[SOURCE EXTRACT]

My meter is a pain in the ass at the moment. Every time I’ve gone to use it over the past couple of weeks, I’m reminded of a promise I’ve failed to keep. A promise to my diabetes educator that I would log my insulin doses into the meter. I flicked past Monday, February 29 in my diary, where I’d reminded myself of that very promise.
I feel so guilty that I’m not using this new, smarter device to it’s full capability. I feel like I don’t deserve the luxury of having a shinier, fancier looking meter that goes with this decade. I feel like I don’t deserve the smaller test strips that use less of my blood and make less of a mess on my desk.
I’m slack. I just haven’t been bothered to do such a menial task, when diabetes is already so consuming in itself. It’s a task that seems so worthless when there are so many more important things to do in the grand scheme of diabetes. I’ve also been a bit worried that the numbers won’t live up to Gwen’s expectations.
But I’ve made the decision to switch to an insulin pump. For lack of a better phrase, I’m going to have to own the consequence of that decision. Carb counting. Logging my insulin doses. Sending the meter reports to Gwen, so that we can fine tune things and prepare my insulin ratios for the pump. If I want to maximise the benefits of insulin pump therapy, then this is something I’m going to need to make a habit of. And I need to stop obsessing over the numbers not being “perfect.”
Today marks day 4 of my insulin logging adventure. I’m no longer relying on 3 different meters stashed in lockers, desk drawers and satchels. I’m carrying my Insulinx meter around with me everywhere, which gives me no excuse not to log an insulin dose when I forget! I’m also hoping to be able to send off some data to Gwen before Easter next week (eek!).

[QUESTIONS TO ANSWER]
a – Answer these about the diabetes post:
(i) What date did the writer flick past in the diary?
(ii) What has the writer decided to switch to?
(iii) Which meter does the writer now carry everywhere?
b – Reproduce the passage of the diabetes post starting at "But I’ve made" and ending at "next week (eek!).".

[RECORDS SHOWN]
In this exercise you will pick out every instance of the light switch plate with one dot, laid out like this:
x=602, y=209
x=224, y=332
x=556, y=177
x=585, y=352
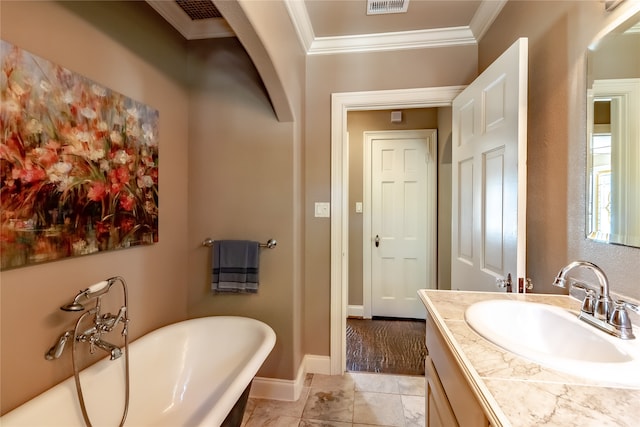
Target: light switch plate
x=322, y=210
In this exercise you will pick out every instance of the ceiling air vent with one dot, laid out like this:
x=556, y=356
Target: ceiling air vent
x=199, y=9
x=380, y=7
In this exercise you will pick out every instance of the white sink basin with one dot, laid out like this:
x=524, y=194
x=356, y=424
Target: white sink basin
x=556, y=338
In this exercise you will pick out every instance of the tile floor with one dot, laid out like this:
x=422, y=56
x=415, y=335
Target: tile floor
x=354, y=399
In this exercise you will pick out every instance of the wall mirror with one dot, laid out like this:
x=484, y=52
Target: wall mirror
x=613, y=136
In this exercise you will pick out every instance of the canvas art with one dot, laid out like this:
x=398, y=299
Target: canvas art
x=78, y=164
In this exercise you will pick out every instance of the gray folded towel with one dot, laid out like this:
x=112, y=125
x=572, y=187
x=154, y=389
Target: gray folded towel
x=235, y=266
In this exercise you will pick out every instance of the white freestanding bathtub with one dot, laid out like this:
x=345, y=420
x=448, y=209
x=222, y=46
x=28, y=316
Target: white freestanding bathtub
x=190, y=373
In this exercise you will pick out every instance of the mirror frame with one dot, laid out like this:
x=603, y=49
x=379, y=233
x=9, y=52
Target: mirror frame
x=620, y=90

[WRITTEN RESPONSES]
a –
(i) Monday, February 29
(ii) An insulin pump
(iii) The Insulinx meter

b –
But I’ve made the decision to switch to an insulin pump. For lack of a better phrase, I’m going to have to own the consequence of that decision. Carb counting. Logging my insulin doses. Sending the meter reports to Gwen, so that we can fine tune things and prepare my insulin ratios for the pump. If I want to maximise the benefits of insulin pump therapy, then this is something I’m going to need to make a habit of. And I need to stop obsessing over the numbers not being “perfect.”
Today marks day 4 of my insulin logging adventure. I’m no longer relying on 3 different meters stashed in lockers, desk drawers and satchels. I’m carrying my Insulinx meter around with me everywhere, which gives me no excuse not to log an insulin dose when I forget! I’m also hoping to be able to send off some data to Gwen before Easter next week (eek!).